(Stored data entries)
....

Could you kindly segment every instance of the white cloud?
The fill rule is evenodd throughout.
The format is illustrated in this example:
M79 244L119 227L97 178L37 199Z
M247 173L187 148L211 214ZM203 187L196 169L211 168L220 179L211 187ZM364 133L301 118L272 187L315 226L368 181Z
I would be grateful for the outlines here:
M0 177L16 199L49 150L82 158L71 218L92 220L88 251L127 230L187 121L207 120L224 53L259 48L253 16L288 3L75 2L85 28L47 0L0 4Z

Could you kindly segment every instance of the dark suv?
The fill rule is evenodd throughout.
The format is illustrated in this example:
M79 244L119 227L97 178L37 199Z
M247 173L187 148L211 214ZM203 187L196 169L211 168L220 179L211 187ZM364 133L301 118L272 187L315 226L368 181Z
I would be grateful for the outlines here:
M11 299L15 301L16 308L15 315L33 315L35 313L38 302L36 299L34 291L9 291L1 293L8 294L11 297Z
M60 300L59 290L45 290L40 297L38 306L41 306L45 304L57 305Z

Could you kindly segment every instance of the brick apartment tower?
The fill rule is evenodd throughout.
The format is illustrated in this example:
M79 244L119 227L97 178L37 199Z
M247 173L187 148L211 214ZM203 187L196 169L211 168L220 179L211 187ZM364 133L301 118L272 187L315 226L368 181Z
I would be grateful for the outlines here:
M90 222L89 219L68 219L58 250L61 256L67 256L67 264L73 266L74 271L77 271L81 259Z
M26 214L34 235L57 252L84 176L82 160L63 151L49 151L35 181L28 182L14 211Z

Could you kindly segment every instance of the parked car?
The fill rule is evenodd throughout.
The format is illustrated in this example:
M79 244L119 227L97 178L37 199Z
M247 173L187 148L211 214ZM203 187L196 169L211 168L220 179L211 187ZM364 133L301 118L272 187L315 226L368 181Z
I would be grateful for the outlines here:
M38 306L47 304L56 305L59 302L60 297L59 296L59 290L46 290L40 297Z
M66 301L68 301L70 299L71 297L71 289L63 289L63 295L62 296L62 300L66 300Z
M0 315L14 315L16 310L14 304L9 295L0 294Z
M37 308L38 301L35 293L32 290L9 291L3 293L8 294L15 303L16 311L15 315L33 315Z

....

**Request**.
Write out every line of the listing above verbatim, with no changes.

**Finished task**.
Could you kindly segment every instance of the white cloud?
The fill rule is evenodd throughout.
The format is illustrated in this example:
M79 244L119 227L97 178L37 199Z
M247 173L187 148L211 214ZM203 187L196 169L211 168L220 179L211 187ZM364 133L301 118L272 187L315 226L368 181Z
I would be grateful for the outlines here:
M0 177L16 199L49 150L82 158L71 218L92 220L88 251L127 230L187 121L207 120L224 53L259 48L253 16L288 3L75 2L85 28L47 0L0 4Z

Could you kindly segment every instance of the dark suv?
The fill rule is evenodd throughout.
The format is illustrated in this example:
M79 244L119 227L97 178L37 199Z
M247 173L187 148L211 214ZM203 187L196 169L211 168L220 179L211 187ZM364 133L301 118L272 187L315 226L368 181Z
I would be grateful for the outlines here:
M11 299L15 301L16 308L15 315L33 315L35 313L38 302L36 299L34 291L9 291L1 293L8 294L11 297Z
M60 300L59 290L45 290L40 297L38 306L41 306L45 304L57 305Z

Could you kindly segment every instance of the brick apartment tower?
The fill rule is evenodd throughout.
The format is illustrated in this example:
M79 244L119 227L97 178L37 199Z
M247 173L187 148L211 214ZM203 187L196 169L211 168L220 179L211 187ZM364 133L301 118L272 187L315 226L368 181Z
I would be grateful for the outlines here:
M90 222L89 219L68 219L58 250L61 256L67 256L67 264L73 266L74 271L77 271L81 259Z
M26 214L34 235L57 252L84 176L82 160L63 151L49 151L35 181L28 182L14 211Z

Could you kindly segment every instance of the parked car?
The fill rule is evenodd throughout.
The format is illustrated in this example:
M79 244L119 227L97 178L37 199Z
M247 173L187 148L211 214ZM203 187L196 169L211 168L220 179L211 187ZM364 133L301 118L272 187L315 226L368 181Z
I would be grateful for the outlines here:
M38 306L47 304L56 305L59 302L60 297L59 296L59 290L46 290L40 297Z
M66 301L68 301L70 299L71 297L71 289L63 289L63 295L62 296L62 300L66 300Z
M0 315L14 315L16 310L14 304L9 295L0 294Z
M37 308L38 301L35 293L32 290L9 291L3 293L8 294L15 303L16 311L15 315L33 315Z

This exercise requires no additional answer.